Count the lines in the listing below that contain the string "large", treating uppercase and lowercase as different, and give only the number.
== ENTRIES SHOWN
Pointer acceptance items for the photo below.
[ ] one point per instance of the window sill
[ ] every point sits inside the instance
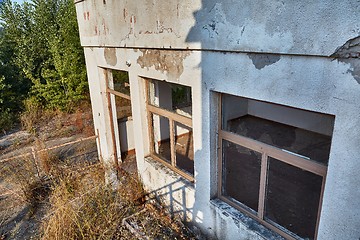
(240, 218)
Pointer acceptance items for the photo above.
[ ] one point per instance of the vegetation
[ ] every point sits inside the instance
(41, 61)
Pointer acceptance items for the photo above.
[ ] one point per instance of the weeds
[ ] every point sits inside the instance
(83, 207)
(79, 203)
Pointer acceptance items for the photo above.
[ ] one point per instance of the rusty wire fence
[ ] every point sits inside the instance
(37, 161)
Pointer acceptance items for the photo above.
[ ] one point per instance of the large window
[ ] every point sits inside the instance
(273, 163)
(170, 126)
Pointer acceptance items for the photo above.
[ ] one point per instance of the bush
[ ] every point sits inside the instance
(7, 120)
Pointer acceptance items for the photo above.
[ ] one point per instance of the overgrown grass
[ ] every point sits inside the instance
(79, 205)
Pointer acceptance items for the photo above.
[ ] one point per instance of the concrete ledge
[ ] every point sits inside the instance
(243, 221)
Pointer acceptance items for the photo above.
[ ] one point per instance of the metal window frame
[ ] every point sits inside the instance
(172, 118)
(266, 151)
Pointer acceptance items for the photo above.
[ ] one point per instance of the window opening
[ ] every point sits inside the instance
(118, 92)
(273, 163)
(171, 136)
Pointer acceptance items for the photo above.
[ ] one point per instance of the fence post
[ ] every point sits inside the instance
(35, 161)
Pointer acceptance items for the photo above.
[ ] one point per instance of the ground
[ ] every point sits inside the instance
(69, 180)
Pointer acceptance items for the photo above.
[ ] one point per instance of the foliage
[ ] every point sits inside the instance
(42, 56)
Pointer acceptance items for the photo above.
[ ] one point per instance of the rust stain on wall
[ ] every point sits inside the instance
(170, 62)
(110, 56)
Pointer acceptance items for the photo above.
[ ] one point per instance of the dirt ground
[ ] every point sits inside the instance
(20, 219)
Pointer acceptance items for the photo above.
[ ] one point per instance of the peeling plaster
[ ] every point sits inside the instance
(110, 56)
(350, 53)
(170, 62)
(262, 60)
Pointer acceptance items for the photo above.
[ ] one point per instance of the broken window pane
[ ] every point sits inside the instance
(120, 82)
(241, 173)
(170, 96)
(161, 131)
(184, 148)
(292, 198)
(302, 132)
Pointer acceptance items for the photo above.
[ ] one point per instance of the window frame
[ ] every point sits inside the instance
(111, 92)
(267, 151)
(172, 118)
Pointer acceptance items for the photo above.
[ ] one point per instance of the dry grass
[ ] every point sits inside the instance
(81, 205)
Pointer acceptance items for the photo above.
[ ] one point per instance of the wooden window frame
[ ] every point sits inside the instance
(266, 151)
(109, 92)
(172, 118)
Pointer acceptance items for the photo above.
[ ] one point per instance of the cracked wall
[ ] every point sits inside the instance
(350, 53)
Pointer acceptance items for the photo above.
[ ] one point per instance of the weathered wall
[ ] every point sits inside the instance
(311, 83)
(128, 36)
(274, 26)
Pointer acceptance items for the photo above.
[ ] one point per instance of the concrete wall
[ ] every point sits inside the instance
(273, 51)
(273, 26)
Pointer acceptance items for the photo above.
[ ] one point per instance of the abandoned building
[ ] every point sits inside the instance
(244, 115)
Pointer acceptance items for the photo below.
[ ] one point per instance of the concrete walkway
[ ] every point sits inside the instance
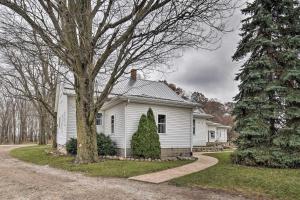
(202, 163)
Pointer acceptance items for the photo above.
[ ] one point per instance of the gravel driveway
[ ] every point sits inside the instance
(19, 180)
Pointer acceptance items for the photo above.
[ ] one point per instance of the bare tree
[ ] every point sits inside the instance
(107, 36)
(31, 73)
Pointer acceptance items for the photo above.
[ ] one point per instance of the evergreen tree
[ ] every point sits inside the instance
(263, 103)
(139, 138)
(288, 138)
(145, 141)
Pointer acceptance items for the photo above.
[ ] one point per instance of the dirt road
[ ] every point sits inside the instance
(19, 180)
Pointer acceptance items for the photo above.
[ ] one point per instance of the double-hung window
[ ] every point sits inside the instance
(112, 122)
(161, 125)
(99, 119)
(212, 134)
(194, 127)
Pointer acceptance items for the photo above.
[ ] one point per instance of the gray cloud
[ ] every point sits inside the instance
(210, 72)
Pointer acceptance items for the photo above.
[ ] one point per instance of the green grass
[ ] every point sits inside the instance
(108, 168)
(271, 183)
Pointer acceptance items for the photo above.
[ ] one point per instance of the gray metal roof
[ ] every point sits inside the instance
(138, 88)
(145, 88)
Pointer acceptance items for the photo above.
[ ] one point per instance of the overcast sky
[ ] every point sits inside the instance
(209, 72)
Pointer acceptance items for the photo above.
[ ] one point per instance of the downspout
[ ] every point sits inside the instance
(125, 125)
(191, 132)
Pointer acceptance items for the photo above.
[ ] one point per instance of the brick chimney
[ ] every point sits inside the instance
(133, 74)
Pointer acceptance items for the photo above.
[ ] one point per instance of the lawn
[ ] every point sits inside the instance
(108, 168)
(255, 182)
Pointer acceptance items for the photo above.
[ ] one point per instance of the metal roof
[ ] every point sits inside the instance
(199, 112)
(145, 88)
(128, 87)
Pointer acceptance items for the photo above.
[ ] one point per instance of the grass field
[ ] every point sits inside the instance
(108, 168)
(272, 183)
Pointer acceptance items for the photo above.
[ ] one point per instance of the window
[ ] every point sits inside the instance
(99, 119)
(112, 124)
(161, 123)
(194, 127)
(212, 134)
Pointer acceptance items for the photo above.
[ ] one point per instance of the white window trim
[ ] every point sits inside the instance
(101, 119)
(165, 123)
(111, 127)
(210, 132)
(194, 127)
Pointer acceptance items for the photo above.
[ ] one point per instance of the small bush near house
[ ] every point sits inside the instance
(105, 145)
(145, 141)
(71, 146)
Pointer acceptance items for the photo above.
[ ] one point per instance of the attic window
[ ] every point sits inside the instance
(194, 127)
(99, 119)
(112, 124)
(161, 125)
(212, 134)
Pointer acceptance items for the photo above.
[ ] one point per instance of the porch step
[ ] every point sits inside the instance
(208, 149)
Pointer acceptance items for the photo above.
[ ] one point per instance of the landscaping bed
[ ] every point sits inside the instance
(108, 168)
(255, 182)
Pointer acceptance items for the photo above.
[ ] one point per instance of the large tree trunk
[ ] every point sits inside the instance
(42, 133)
(86, 128)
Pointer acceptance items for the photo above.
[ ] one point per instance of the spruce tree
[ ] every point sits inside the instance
(262, 103)
(287, 140)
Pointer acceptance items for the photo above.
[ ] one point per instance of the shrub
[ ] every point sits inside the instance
(105, 145)
(153, 137)
(139, 138)
(145, 141)
(71, 146)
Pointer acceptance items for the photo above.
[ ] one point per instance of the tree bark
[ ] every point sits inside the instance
(86, 128)
(42, 133)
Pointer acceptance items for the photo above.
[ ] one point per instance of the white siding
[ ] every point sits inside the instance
(201, 133)
(178, 122)
(62, 114)
(119, 114)
(100, 128)
(71, 130)
(222, 134)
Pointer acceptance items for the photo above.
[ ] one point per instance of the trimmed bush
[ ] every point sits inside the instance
(71, 146)
(106, 147)
(145, 141)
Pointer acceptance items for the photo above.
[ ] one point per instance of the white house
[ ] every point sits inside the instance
(205, 131)
(119, 117)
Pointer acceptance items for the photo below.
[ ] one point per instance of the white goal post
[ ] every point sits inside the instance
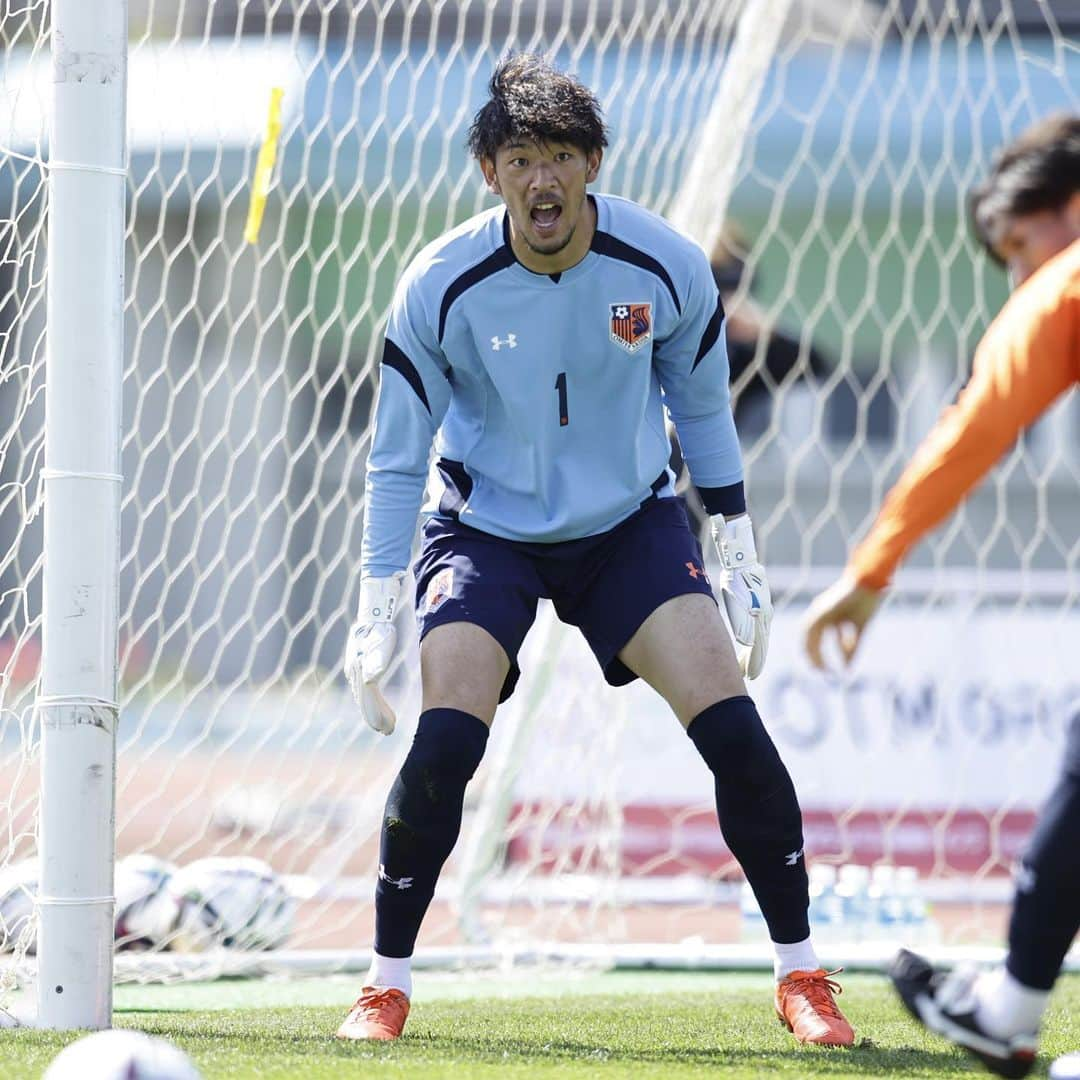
(232, 266)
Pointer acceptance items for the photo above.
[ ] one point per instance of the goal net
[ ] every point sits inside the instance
(827, 150)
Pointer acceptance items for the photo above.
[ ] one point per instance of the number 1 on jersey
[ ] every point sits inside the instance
(564, 415)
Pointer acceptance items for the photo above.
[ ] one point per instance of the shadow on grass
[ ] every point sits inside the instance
(805, 1061)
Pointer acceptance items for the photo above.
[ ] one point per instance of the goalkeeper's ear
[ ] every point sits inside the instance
(490, 177)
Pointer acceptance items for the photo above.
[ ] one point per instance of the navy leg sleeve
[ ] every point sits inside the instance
(1045, 914)
(421, 823)
(758, 811)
====
**WRITTEN RESPONSE:** 2